Adjuvant Treatments for Medulloblastomas in Children

Staging Disease for Adjuvant Treatment

Postoperative treatment algorithms are affected by stratification of patients into high-risk and average-risk groups, as defined below (17).

Average risk

• Older: Age >3 years.
• Focal disease: No leptomeningeal seeding (ventricular spinal, or subarachnoid) on MRI. Negative CSF cytology (obtained > 10 days postoperatively). No extraneural metastasis (i.e., bone, lungs).
• Good resection: < 1.5 cm² of residual tumor on postoperative MRI.

High risk

• Young: Age < 3 years.
• Disease spread: Evidence of spread through CSF space or metastasis to extraneural sites.
• Significant residual disease: Residual disease > 3 cm3.

Radiation Therapy

• 2340–3600 cGy with boost: All patients who are at least 3 years of age should receive postoperative external beam radiation therapy (range, 2340–3600 cGy of craniospinal radiation) with a boost to the posterior fossa (typically to approximately 5400 cGy)  (2, 7, 21, 26).

⁂

Questions:
**1)** According to the medulloblastoma treatment text, to about what dose is the posterior fossa boost typically given?
**2)** Write the next part of the text on medulloblastoma treatment, picking up after its last sentence.
The records have no connection to the text on medulloblastoma treatment.

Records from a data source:
⁂

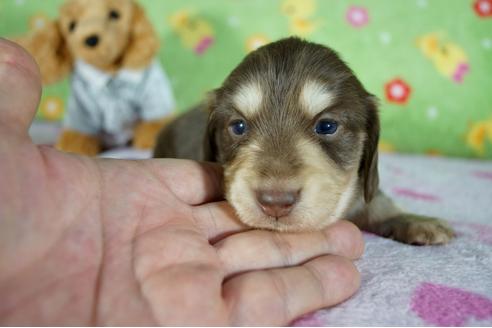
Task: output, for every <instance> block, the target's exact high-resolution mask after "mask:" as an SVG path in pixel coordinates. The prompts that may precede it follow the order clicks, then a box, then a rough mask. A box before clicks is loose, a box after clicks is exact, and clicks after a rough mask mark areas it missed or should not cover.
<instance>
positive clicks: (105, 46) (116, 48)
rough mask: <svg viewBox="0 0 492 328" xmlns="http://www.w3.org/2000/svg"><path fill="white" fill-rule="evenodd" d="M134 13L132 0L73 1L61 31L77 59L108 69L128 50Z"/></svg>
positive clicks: (64, 5) (92, 0)
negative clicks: (130, 27)
mask: <svg viewBox="0 0 492 328" xmlns="http://www.w3.org/2000/svg"><path fill="white" fill-rule="evenodd" d="M133 11H134V4H133V2H132V1H130V0H70V1H68V2H67V3H65V5H64V6H63V7H62V8H61V17H60V29H61V32H62V34H63V35H64V38H65V40H67V43H68V46H69V48H70V52H71V53H72V54H73V55H74V56H75V57H76V58H81V59H83V60H85V61H86V62H88V63H89V64H91V65H94V66H96V67H100V68H103V69H104V68H107V67H108V66H111V65H112V64H113V63H114V62H115V61H117V60H118V58H119V57H120V56H121V55H122V53H123V51H124V49H125V48H126V46H127V44H128V42H129V34H130V27H131V24H132V19H133Z"/></svg>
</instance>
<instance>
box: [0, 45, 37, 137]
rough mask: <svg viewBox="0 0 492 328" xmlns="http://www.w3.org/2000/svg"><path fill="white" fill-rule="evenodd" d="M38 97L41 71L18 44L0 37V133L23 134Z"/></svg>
mask: <svg viewBox="0 0 492 328" xmlns="http://www.w3.org/2000/svg"><path fill="white" fill-rule="evenodd" d="M40 96H41V74H40V73H39V68H38V66H37V65H36V63H35V62H34V59H33V58H32V57H31V56H30V55H29V54H28V53H27V52H26V51H25V50H24V49H23V48H22V47H21V46H19V45H17V44H15V43H13V42H11V41H7V40H5V39H2V38H0V134H1V133H2V131H5V132H7V131H8V133H14V134H17V135H23V136H25V135H27V130H28V128H29V126H30V125H31V122H32V120H33V117H34V114H35V113H36V109H37V106H38V104H39V98H40Z"/></svg>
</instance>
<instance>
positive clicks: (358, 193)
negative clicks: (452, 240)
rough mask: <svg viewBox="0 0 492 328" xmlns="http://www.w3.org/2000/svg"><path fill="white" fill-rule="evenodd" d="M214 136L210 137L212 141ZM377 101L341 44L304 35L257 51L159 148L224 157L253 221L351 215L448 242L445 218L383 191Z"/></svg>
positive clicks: (408, 235) (221, 161)
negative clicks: (412, 210) (415, 209)
mask: <svg viewBox="0 0 492 328" xmlns="http://www.w3.org/2000/svg"><path fill="white" fill-rule="evenodd" d="M204 139H205V141H204ZM378 139H379V119H378V112H377V102H376V99H375V97H374V96H373V95H371V94H370V93H368V92H367V91H366V90H365V89H364V87H363V86H362V84H361V83H360V82H359V80H358V79H357V78H356V77H355V75H354V74H353V72H352V71H351V70H350V68H348V67H347V65H346V64H345V63H344V62H343V61H342V60H341V59H340V58H339V57H338V55H337V54H336V53H335V52H334V51H333V50H331V49H329V48H327V47H324V46H322V45H318V44H314V43H310V42H306V41H303V40H300V39H298V38H288V39H283V40H280V41H278V42H275V43H271V44H268V45H266V46H264V47H261V48H259V49H258V50H256V51H254V52H252V53H250V54H249V55H248V56H247V57H246V58H245V59H244V60H243V61H242V62H241V63H240V64H239V66H238V67H236V68H235V69H234V70H233V71H232V73H231V74H230V75H229V76H228V77H227V79H226V80H225V82H224V83H223V85H222V86H221V87H220V88H218V89H217V90H215V91H214V92H212V95H211V97H210V100H209V102H208V104H204V105H200V106H198V107H197V108H195V109H193V110H191V111H189V112H188V113H186V114H184V115H183V116H181V117H180V118H178V119H177V120H176V121H175V122H174V123H171V125H169V126H168V127H167V128H166V129H164V130H163V131H162V132H161V133H160V135H159V137H158V141H157V146H156V148H155V151H154V156H155V157H175V158H188V159H194V160H206V161H216V162H219V163H221V164H222V165H223V167H224V176H225V179H224V181H225V188H224V190H225V198H226V199H227V200H228V201H229V202H230V203H231V205H232V206H233V207H234V209H235V210H236V212H237V215H238V217H239V219H240V220H241V221H242V222H244V223H245V224H246V225H248V226H251V227H256V228H263V229H271V230H277V231H286V232H294V231H309V230H316V229H322V228H324V227H326V226H328V225H329V224H331V223H333V222H335V221H337V220H340V219H349V220H351V221H353V222H354V223H355V224H357V225H358V226H359V227H360V228H361V229H364V230H367V231H370V232H373V233H376V234H378V235H381V236H384V237H388V238H393V239H395V240H398V241H400V242H404V243H409V244H417V245H428V244H442V243H446V242H448V241H449V240H450V239H451V238H452V237H453V231H452V230H451V229H450V228H449V227H447V226H446V225H445V224H444V223H443V222H442V221H440V220H438V219H435V218H430V217H422V216H417V215H413V214H407V213H405V212H403V211H402V210H400V209H399V208H397V207H396V206H395V205H394V204H393V202H392V201H391V199H389V198H388V197H387V196H385V195H384V194H383V193H382V192H381V191H380V190H379V186H378V183H379V180H378V169H377V166H378V165H377V163H378V152H377V146H378Z"/></svg>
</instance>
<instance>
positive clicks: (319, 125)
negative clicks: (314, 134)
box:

⁂

Results of the exercise:
**1)** Typically to approximately 5400 cGy.

**2)**
• Reduced dose: A reduction in the dose of radiation therapy can be considered in average-risk patients.
• Younger than 3 years: Reduced-dose radiation therapy or no radiation therapy can be considered in patients less than 3 years of age.

Chemotherapy

• All patients: Chemotherapy should be given to all patients. Various regimens have been used (1).
• Myeloablative chemotherapy:  In children younger than 3 years and in patients with recurrent disease, high-dose chemotherapy with stem-cell rescue may be considered (4).